> What you will do
Copy every line of the records below word for word, changing nothing.

> Data supplied
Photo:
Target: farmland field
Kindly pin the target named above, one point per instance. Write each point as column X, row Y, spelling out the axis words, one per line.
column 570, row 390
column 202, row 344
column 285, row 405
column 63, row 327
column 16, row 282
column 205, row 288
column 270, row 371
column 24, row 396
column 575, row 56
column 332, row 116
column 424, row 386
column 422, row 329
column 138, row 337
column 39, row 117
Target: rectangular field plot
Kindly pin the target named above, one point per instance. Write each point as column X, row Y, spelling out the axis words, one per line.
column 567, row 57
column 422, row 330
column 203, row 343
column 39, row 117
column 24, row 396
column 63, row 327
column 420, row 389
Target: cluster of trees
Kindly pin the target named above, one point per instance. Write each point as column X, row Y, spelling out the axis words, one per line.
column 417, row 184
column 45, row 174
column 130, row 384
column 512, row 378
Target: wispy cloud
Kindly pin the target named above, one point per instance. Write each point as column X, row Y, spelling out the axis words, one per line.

> Output below
Photo:
Target: farmland field
Kindly pin the target named above, one point per instance. Write each point as column X, row Y, spelling out the axis words, one per line.
column 570, row 390
column 202, row 344
column 285, row 405
column 63, row 327
column 16, row 282
column 205, row 288
column 270, row 371
column 24, row 396
column 575, row 56
column 332, row 116
column 424, row 386
column 422, row 329
column 138, row 337
column 39, row 117
Target: rectangular field plot
Kindly pin the target named above, one point per instance. Write each point as column X, row Y, spelling out the axis words, one per line.
column 567, row 57
column 422, row 330
column 203, row 343
column 39, row 117
column 24, row 396
column 63, row 327
column 420, row 389
Target: cluster of trees
Kindly pin the target named above, one point per instance. Write each point as column X, row Y, spelling out the axis words, one per line.
column 417, row 184
column 45, row 174
column 130, row 384
column 512, row 378
Target: wispy cloud
Kindly pin the target named above, one point per instance. Write each point as column X, row Y, spelling out the axis words, one per line.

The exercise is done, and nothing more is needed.